*Problem description:*
What is the number of lines in the data that hold the string "promenade"? Reply with that number only.

*Given information:*
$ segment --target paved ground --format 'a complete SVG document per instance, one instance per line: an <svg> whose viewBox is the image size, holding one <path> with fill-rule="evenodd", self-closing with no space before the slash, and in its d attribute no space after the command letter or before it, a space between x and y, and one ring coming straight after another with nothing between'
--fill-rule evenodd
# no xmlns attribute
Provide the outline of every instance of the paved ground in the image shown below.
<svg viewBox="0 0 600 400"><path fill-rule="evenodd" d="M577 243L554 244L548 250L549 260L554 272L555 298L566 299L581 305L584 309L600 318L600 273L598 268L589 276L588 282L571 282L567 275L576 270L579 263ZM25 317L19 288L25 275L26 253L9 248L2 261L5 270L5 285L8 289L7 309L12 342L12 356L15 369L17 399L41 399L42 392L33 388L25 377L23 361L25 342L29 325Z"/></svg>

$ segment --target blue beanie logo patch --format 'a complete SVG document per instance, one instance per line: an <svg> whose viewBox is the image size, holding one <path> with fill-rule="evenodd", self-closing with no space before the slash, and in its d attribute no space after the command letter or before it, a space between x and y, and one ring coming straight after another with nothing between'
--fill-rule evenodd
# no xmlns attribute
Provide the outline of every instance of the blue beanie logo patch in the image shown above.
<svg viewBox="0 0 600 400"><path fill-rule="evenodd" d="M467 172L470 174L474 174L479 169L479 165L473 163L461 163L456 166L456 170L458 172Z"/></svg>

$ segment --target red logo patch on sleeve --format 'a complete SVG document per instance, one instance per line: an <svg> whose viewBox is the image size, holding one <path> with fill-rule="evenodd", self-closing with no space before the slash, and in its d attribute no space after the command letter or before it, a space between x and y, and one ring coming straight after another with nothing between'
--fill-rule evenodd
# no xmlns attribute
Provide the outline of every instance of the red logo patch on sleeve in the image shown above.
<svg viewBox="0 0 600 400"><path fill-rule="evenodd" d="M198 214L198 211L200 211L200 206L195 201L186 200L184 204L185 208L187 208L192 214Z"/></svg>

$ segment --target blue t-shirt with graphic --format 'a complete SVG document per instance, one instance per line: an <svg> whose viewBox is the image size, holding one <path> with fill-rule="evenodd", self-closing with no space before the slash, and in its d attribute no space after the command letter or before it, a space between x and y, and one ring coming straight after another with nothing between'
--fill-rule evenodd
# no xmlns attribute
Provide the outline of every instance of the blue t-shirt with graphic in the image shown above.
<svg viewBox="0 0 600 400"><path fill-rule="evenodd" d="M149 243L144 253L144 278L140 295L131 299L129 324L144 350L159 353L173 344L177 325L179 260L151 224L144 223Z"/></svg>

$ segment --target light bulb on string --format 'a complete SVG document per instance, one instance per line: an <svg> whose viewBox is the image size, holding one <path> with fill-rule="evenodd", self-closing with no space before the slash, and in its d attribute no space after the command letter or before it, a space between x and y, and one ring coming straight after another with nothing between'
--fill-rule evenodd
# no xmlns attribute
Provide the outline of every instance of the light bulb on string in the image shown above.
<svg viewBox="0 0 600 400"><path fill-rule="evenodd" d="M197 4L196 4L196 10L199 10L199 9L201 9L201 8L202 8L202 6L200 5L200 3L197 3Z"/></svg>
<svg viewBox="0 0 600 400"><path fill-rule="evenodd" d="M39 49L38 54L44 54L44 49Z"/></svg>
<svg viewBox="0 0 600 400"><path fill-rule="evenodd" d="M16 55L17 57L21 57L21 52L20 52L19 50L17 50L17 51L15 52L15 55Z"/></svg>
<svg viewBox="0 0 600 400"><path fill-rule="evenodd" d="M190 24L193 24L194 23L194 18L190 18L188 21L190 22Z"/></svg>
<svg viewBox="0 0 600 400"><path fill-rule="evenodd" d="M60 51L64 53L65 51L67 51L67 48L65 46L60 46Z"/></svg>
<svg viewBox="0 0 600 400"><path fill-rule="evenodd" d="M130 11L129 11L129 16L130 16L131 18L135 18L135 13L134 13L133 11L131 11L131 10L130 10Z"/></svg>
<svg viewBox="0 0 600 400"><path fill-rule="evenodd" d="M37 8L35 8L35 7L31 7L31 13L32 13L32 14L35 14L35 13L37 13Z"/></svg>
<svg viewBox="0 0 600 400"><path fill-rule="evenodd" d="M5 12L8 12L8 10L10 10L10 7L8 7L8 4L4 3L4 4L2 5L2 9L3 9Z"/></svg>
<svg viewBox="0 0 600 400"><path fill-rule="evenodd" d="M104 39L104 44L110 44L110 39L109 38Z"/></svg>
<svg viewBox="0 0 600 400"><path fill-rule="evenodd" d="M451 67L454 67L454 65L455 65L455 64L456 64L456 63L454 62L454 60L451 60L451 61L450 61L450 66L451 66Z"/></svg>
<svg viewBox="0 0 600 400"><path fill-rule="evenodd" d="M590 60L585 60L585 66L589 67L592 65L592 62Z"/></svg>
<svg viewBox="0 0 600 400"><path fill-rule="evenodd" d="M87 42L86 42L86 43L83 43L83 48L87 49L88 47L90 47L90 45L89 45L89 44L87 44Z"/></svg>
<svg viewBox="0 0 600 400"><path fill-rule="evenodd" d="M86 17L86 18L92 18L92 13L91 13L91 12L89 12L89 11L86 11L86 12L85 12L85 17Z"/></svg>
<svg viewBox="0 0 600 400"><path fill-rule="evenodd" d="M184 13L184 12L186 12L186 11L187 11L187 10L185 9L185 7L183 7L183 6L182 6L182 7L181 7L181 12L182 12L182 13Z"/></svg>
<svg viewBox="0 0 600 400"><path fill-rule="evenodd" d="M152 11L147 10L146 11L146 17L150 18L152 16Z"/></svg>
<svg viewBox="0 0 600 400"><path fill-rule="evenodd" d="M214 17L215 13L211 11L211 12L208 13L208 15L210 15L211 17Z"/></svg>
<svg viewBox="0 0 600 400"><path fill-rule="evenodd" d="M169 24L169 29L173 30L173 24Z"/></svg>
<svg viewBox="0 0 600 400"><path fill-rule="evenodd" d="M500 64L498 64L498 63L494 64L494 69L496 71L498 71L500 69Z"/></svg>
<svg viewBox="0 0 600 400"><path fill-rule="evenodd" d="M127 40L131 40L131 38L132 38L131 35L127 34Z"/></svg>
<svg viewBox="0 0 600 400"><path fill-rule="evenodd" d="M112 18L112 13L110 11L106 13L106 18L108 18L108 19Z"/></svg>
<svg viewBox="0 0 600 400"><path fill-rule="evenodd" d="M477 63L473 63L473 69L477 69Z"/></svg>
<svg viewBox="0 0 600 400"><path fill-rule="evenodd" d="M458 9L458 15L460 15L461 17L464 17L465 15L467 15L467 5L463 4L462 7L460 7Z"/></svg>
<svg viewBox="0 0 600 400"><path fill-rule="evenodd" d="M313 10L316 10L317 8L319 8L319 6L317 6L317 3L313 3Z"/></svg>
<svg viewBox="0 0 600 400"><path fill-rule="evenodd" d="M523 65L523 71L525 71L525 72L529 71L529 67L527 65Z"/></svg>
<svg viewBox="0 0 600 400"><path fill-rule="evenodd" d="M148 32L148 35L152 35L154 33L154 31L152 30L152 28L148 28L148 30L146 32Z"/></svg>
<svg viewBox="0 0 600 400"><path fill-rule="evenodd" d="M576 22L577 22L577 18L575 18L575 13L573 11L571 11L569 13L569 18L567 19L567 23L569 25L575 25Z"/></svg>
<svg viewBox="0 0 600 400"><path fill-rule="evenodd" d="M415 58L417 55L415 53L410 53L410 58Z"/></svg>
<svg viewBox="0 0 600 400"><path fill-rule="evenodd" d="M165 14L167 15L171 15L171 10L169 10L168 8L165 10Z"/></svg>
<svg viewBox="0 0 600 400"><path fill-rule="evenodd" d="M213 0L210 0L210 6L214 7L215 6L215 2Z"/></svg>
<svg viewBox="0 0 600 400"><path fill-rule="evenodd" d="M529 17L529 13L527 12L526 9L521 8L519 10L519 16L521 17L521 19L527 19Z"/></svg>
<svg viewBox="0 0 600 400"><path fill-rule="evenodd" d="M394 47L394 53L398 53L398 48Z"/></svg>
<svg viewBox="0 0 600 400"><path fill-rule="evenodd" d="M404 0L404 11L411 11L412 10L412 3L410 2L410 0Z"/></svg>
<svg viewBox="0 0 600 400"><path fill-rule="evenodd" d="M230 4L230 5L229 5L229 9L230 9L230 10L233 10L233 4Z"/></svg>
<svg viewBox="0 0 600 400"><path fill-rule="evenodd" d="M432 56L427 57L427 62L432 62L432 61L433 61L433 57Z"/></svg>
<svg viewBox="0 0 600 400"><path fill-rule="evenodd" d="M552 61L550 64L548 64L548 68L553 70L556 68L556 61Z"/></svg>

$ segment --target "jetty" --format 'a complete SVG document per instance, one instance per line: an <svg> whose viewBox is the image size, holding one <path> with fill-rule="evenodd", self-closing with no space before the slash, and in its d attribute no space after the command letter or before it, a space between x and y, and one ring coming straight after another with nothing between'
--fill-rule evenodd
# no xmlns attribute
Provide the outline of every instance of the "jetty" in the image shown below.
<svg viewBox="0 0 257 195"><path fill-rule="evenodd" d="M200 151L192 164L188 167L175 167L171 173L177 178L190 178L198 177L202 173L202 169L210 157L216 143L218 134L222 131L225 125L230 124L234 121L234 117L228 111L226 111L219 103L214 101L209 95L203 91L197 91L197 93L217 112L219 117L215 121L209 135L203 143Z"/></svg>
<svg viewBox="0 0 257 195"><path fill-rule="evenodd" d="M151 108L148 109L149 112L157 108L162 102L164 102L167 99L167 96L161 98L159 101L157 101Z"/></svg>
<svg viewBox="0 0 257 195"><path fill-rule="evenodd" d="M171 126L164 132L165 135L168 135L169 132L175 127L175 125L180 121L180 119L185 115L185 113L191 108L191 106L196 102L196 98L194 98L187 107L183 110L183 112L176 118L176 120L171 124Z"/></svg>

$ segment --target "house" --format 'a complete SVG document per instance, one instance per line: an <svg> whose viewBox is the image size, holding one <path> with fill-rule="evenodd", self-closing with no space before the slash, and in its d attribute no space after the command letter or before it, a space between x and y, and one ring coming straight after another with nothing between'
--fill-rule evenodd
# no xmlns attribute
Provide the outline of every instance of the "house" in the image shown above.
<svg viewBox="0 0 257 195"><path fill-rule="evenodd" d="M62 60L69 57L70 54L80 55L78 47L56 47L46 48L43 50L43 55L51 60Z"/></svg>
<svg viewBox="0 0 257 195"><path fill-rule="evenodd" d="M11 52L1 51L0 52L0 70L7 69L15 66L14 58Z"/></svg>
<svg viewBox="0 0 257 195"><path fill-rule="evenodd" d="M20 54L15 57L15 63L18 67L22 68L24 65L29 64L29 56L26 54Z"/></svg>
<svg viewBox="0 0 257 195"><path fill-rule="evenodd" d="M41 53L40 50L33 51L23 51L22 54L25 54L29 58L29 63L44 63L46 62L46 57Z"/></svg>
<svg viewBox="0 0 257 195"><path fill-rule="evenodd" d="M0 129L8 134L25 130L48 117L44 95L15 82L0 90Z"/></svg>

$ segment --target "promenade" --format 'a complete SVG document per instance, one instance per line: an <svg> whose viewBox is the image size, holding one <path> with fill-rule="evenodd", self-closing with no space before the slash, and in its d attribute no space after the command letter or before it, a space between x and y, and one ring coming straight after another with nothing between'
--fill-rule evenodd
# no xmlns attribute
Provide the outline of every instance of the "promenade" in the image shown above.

*Response to this task:*
2